::: The records

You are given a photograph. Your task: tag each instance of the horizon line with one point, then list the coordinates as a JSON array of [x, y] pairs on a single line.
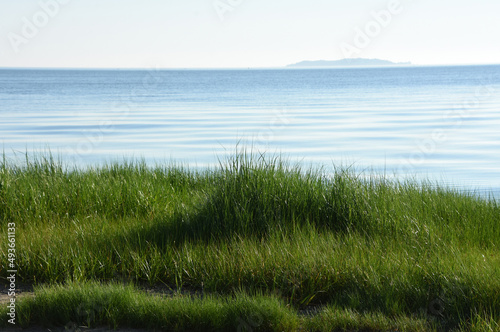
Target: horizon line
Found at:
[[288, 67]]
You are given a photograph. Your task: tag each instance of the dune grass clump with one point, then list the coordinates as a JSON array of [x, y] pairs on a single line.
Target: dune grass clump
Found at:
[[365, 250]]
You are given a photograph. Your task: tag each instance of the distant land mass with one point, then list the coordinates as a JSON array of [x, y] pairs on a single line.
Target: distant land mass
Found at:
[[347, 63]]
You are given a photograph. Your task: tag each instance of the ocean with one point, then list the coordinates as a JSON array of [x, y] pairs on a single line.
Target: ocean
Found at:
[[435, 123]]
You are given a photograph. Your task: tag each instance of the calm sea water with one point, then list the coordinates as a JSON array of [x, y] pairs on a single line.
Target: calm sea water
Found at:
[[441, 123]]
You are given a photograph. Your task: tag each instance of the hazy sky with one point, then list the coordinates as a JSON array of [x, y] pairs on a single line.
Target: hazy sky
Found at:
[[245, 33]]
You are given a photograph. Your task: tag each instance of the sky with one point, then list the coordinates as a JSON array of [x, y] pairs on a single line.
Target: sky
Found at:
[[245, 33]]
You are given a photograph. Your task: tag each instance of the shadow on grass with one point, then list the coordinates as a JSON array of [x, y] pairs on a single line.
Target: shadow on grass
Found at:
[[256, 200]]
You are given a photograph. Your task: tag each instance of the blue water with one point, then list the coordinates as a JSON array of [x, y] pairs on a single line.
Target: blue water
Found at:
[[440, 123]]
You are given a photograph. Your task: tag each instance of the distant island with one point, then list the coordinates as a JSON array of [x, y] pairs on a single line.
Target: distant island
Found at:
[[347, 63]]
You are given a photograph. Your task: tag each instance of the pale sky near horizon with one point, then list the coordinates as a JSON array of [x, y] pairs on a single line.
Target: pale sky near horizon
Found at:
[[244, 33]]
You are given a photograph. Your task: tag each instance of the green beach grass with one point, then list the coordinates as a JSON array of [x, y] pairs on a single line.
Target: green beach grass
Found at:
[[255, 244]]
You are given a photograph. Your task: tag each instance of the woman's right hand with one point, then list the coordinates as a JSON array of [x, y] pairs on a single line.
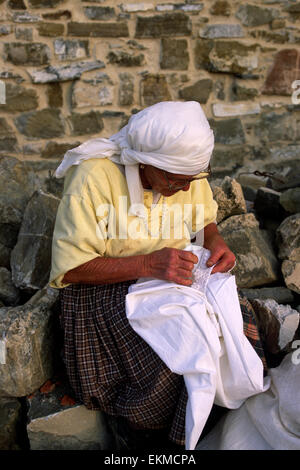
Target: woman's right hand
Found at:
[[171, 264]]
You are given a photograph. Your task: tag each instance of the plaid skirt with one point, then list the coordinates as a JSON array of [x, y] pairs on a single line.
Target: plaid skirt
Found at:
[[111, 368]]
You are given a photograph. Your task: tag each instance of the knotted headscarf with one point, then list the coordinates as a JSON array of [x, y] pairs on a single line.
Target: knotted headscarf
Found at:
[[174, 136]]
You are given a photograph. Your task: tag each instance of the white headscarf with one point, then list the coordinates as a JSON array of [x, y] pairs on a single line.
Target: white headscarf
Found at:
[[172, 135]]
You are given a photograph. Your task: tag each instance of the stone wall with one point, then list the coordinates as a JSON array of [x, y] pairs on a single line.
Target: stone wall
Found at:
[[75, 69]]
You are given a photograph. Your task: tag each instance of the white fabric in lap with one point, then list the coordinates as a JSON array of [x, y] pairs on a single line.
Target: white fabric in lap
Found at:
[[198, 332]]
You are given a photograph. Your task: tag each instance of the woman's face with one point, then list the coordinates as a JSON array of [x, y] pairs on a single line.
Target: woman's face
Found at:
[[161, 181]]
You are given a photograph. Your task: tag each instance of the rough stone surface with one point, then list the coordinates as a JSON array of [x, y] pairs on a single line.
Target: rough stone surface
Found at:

::::::

* Task to complete
The records above are to be set down exactly as written, with no images.

* Result below
You are given a photograph. Your task: tag each instance of the horizon line with one point, then list the coordinates as a JSON array of [x, y] pairs on a single line.
Target: horizon line
Found at:
[[288, 67]]
You are given a photograph. Your task: tag each instance of the dune grass clump with one point, then list the coordinates as a JSON array of [x, y] pairs on a single line.
Target: dune grass clump
Found at:
[[365, 250]]
You are given a photograph. Your task: tag each instance of the distant land mass with one point, then list the coordinates as a JSON array of [x, y] pairs on a single line.
Target: distant land mass
Found at:
[[347, 63]]
You are given a photograph. Your task: tag each instance of the ocean with one point, then list the coordinates as a JSON array of [x, y] pairs on a single line.
Target: ocean
Found at:
[[435, 123]]
You are given a photograph. Your task: tag each instance of the calm sea water with one point, then list the coordinates as a JSON array of [x, y] pairs on a single line.
Target: calm sea water
Found at:
[[441, 123]]
You are given a photograph. Your task: tag each instance of the hazy sky with one point, then list the coordinates as a JSON array of [x, y] pairs on a single line.
Target: hazy sky
Found at:
[[245, 33]]
You are given a photograph. Your task: tag each instance of the sky with one point, then list the coordinates as a JSON array of [x, y] pairs on a single line.
Target: sky
Found at:
[[245, 33]]
You are given a photograph. Your task: tag each instance of the shadow on grass with one point, then list the coordinates as a JSON array of [x, y] pairs on a single line.
Target: shadow on grass
Found at:
[[256, 200]]
You are given a photograph. Your task: tag each instance of the blue water with one point, then list the coordinates as a JSON array of [x, y] pairs on a single line.
Target: blue water
Found at:
[[440, 123]]
You are given a photograph. Your task: tag each instance of the distant island with one point, then list the coordinates as a JSON array of [x, y] pairs on a single line.
Target: distant island
Found at:
[[347, 63]]
You are given a photograph. Your task: tag each instance of the pale sky near horizon with one point, then list the coordinates as a JSON array of [x, y] pairs on a single line.
Target: pale sky near horizon
Found at:
[[244, 33]]
You are given a photograph. Your task: tag each instance of the green beach grass with one point, then list the coordinates as a JSON array of [x, y] pairs on a single line.
Target: green beach grass
Found at:
[[255, 244]]
You are given a photograph. Your task: tag each instance of the woman's right hand with one point, then list the coordinates as a JSON array of [x, y] pairs on a single line.
Target: woman's right hand
Found at:
[[171, 264]]
You are given a photograph. Your task: tag each instance of the plaid skirt with one point, then list the coordinates as a JSON array of [x, y] pairs on a single line.
Target: plaid skirt
Found at:
[[111, 368]]
You are given a photograph. Your task: tag each instance of the knotted headscarf with one point, then list the coordinates as a JSON array of [x, y] pairs on a single line.
Target: knotted headscarf
Found at:
[[174, 136]]
You are given a photograph. Your task: tag each instance of the white headscarf with one point, then list the coordinates as a JSON array of [x, y] pairs on a single line.
Target: white headscarf
Found at:
[[172, 135]]
You are given a photograph. Your task: tag each instance of the stone wall with one point, then list the coordinates as a JSON array of [x, y] pairs on a single line.
Target: stone wall
Found at:
[[75, 69]]
You are given a photograph. Your task: tag each instance of the white fabric in lap with one point, then list the coordinates as a JSON array of [x, y] pairs on a single line.
Target: white fabric in lap
Found at:
[[198, 332]]
You are given a photograph. Your task: tag each instance of the woman's face with one point, then list the coordinates as a JSON array of [x, y] pairs on a single line.
Target: woman's face
Found at:
[[161, 181]]
You are given a photograph. Your task: tag each instance of the rough stone surface with one point, then list the coordinates as a JSON array of [x, y] pairs on a single line.
Target: rough stone surface
Found at:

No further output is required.